--- Bereitgestellter Text ---

STANDARD: Ist die Buhlschaft auch nicht Teil der Theaterwelt?

Tscheplanowa: Auf gewisse Art nein. Im Jedermann denkt ein Mann über sein Leben nach, die Buhlschaft, der Glaube, der Tod, die Guten Werke stehen relativ gleichbedeutend nebeneinander. Die Buhlschaft ist für mich mehr Aspekt als Rolle. Mich interessiert, wie das Ganze gestaltet ist.

STANDARD: Die Buhlschaft symbolisiert das Weibliche. Sie dagegen spielen gerne Männerrollen.

Tscheplanowa: Ich hatte das Glück, auch Männerrollen verkörpern zu dürfen. Aber ich habe auch viele klassische Frauenrollen wie die Maria Stuart oder Stella gespielt. Tacheles gesprochen: Es gibt fleischlich sicher besser ausgestattete Frauen als mich, die den Domplatz zum Schmachten bringen. Ich weiß nicht, ob das mit mir auch funktionieren wird. Ich bin kein Anschmachtobjekt.

--- Auszüge aus Datensätzen ---

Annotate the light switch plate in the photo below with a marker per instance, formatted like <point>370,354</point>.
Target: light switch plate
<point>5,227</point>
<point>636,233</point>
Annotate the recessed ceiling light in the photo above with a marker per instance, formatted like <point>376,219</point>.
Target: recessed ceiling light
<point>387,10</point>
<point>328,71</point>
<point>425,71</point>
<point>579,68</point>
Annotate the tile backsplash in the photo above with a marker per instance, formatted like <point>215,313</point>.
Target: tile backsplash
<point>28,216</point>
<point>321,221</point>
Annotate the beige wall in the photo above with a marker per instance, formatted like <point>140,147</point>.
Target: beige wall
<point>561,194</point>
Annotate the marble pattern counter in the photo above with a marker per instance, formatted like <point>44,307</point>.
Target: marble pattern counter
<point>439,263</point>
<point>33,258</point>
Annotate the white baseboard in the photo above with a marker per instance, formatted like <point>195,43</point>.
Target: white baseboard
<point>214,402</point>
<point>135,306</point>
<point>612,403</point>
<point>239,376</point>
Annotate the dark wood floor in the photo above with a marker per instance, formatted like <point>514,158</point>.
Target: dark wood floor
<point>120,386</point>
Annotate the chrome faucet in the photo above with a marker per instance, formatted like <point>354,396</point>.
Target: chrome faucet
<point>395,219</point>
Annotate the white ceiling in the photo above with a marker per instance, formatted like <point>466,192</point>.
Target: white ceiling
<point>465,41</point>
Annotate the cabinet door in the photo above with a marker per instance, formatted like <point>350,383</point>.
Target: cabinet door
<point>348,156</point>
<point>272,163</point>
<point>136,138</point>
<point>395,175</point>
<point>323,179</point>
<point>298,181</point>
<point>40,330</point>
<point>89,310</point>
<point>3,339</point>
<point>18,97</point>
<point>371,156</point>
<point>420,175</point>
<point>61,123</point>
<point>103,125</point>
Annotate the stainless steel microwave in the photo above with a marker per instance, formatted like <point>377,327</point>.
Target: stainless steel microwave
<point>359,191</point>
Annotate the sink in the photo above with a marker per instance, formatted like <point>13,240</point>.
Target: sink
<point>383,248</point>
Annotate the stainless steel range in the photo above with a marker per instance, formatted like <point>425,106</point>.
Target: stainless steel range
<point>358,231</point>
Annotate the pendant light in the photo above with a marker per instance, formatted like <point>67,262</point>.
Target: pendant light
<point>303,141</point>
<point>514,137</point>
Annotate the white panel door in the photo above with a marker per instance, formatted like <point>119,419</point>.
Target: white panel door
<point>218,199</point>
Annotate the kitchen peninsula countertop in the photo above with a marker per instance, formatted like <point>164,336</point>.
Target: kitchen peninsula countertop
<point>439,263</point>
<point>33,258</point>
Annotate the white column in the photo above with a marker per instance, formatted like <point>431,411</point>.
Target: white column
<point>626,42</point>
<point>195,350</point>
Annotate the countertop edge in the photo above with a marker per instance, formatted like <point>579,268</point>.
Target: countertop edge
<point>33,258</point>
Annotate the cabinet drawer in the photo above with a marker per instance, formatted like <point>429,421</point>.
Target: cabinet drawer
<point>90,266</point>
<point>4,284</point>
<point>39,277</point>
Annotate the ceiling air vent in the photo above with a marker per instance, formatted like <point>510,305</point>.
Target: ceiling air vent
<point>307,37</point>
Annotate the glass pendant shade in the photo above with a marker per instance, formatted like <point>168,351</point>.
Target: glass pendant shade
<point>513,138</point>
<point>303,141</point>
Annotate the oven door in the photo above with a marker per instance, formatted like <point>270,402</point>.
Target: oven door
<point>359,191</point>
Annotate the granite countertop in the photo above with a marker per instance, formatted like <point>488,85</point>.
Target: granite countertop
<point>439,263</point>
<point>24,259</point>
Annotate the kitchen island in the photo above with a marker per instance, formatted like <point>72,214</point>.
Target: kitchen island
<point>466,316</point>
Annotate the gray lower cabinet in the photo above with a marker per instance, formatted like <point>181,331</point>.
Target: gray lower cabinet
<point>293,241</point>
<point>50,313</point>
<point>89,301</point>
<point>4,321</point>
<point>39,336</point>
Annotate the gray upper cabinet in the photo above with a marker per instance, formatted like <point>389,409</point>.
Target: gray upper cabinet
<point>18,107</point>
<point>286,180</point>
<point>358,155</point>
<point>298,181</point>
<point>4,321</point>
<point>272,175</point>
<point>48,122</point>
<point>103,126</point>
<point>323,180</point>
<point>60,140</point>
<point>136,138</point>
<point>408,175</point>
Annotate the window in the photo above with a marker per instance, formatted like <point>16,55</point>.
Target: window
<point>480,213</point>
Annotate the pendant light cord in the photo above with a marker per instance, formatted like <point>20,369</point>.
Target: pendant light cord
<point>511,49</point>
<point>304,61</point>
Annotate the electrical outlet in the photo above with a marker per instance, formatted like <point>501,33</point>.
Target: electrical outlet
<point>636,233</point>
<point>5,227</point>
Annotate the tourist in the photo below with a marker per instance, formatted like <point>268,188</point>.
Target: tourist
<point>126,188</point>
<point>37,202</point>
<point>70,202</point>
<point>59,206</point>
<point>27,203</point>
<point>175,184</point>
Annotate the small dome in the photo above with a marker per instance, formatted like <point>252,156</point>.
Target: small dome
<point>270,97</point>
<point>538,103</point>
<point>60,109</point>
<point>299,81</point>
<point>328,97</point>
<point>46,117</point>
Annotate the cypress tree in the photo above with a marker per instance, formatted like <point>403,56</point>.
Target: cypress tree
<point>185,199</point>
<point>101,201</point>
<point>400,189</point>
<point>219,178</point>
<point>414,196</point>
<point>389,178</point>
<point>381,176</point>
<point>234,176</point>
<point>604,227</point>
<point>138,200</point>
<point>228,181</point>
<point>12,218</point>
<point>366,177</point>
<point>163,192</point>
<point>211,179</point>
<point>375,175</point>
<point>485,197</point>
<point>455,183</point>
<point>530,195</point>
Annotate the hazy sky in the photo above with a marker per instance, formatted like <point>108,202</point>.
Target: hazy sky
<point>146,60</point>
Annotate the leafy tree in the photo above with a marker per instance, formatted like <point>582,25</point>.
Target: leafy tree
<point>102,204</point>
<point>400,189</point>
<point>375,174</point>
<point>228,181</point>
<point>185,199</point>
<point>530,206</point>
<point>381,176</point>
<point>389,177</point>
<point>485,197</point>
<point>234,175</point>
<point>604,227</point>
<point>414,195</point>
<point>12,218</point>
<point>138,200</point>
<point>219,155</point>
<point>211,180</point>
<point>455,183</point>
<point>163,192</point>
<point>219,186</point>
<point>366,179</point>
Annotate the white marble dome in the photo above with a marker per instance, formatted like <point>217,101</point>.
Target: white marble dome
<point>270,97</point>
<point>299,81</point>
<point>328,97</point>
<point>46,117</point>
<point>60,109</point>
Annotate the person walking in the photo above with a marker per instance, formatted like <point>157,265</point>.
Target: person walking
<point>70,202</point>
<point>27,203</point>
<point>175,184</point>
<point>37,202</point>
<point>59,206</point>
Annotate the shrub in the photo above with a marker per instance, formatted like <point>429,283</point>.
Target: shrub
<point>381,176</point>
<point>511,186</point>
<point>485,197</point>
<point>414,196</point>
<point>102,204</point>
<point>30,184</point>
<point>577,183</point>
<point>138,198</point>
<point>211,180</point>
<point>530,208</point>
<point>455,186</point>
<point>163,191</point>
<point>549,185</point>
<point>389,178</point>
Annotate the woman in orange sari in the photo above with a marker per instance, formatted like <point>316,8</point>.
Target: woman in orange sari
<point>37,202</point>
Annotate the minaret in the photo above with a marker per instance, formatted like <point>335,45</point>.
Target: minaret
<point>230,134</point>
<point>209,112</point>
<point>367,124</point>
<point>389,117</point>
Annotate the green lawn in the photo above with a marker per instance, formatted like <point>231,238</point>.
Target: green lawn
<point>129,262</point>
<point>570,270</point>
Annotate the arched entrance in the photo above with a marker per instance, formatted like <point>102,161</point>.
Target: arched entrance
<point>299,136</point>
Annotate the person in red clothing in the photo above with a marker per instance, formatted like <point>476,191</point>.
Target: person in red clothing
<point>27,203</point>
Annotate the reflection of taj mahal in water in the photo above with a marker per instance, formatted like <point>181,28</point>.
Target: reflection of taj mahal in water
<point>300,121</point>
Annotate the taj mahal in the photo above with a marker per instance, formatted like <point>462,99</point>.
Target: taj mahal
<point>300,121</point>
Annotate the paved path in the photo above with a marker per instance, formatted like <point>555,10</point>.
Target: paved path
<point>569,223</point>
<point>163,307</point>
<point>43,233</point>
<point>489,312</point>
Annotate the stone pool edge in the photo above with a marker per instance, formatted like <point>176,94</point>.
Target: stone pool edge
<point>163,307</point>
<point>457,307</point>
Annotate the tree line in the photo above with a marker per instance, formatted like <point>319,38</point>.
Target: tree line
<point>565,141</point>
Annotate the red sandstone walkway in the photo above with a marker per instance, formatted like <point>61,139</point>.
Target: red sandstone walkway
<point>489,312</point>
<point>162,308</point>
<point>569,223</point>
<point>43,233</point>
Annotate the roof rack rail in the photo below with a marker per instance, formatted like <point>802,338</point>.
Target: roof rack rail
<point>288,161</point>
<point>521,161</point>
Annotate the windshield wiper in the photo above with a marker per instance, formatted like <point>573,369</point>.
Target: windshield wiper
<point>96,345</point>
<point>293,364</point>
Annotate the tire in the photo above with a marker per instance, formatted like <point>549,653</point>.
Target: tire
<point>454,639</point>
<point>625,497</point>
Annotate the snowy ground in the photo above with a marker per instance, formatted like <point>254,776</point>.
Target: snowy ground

---

Was zu tun ist:
a: Gib aus dem Interview über die Buhlschaft den Abschnitt wortgetreu wieder, der mit „Tscheplanowa: Ich hatte“ beginnt und bis einschließlich „bin kein Anschmachtobjekt.“ reicht.
b: Führe das Interview über die Buhlschaft nach seinem letzten Satz weiter.
Die Datensätze spielen hierfür keine Rolle.

Schriftliche Antworten:
a:
Tscheplanowa: Ich hatte das Glück, auch Männerrollen verkörpern zu dürfen. Aber ich habe auch viele klassische Frauenrollen wie die Maria Stuart oder Stella gespielt. Tacheles gesprochen: Es gibt fleischlich sicher besser ausgestattete Frauen als mich, die den Domplatz zum Schmachten bringen. Ich weiß nicht, ob das mit mir auch funktionieren wird. Ich bin kein Anschmachtobjekt.

b:
STANDARD: Wie gehen Sie mit all den Klischees um, mit denen die Buhlschaft überfrachtet ist?

Tscheplanowa: Ich will das Klischee nicht unbedingt angreifen. Ich positioniere mich aber dazu. Es ist ein bisschen so wie beim Gretchen: Da gibt es eine gewisse Bühnentradition, da gibt es den Stücktext, und da gibt es die Klischees. All das versuchte ich zu verkörpern. Dazu addiere ich das, was ich sagen möchte. Ich kann den Jedermann nicht mit Gewalt in das Jahr 2019 schleppen. Wenn ich etwas Aktuelles ausdrücken möchte, spiele ich einen neuen Autor.

STANDARD: Haben Sie nicht den Anspruch, eine emanzipierte Buhlschaft zu spielen?

Tscheplanowa: Der Jedermann wurde vor hundert Jahren geschrieben, und man könnte ihn natürlich auch als Frau besetzen. Könnte. Allerdings müsste man den Text dafür umschreiben. Das wäre dann wohl eine Überfrachtung mit zu viel Aktualität.

STANDARD: Es wird derzeit diskutiert, inwieweit Frauen am Theater adäquat repräsentiert sind.

Tscheplanowa: Mir wurden nie Steine in den Weg gelegt. Ich arbeite genauso gern mit Frauen wie mit Männern zusammen. Es gibt im Theater sehr viele begabte Frauen.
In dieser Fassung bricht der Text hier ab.